- _YOUR OBJECTIVE_: Identify each line in the items below that contains the string "tool" and copy those lines in full.

- _SUPPLIED RECORDS_:
****

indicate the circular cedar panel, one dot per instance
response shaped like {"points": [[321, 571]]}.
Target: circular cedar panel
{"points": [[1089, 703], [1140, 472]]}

****

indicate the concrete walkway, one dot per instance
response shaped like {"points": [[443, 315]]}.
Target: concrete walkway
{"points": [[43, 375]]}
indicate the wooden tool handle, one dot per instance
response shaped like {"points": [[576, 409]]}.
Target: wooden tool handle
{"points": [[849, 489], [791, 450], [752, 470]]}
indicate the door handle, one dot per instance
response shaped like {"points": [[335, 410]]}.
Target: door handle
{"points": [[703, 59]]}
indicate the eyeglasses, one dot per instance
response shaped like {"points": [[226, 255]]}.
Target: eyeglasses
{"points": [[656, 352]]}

****

- _EXERCISE RESULT_:
indicate the wooden tool handle, one dot per instance
Target: wooden tool handle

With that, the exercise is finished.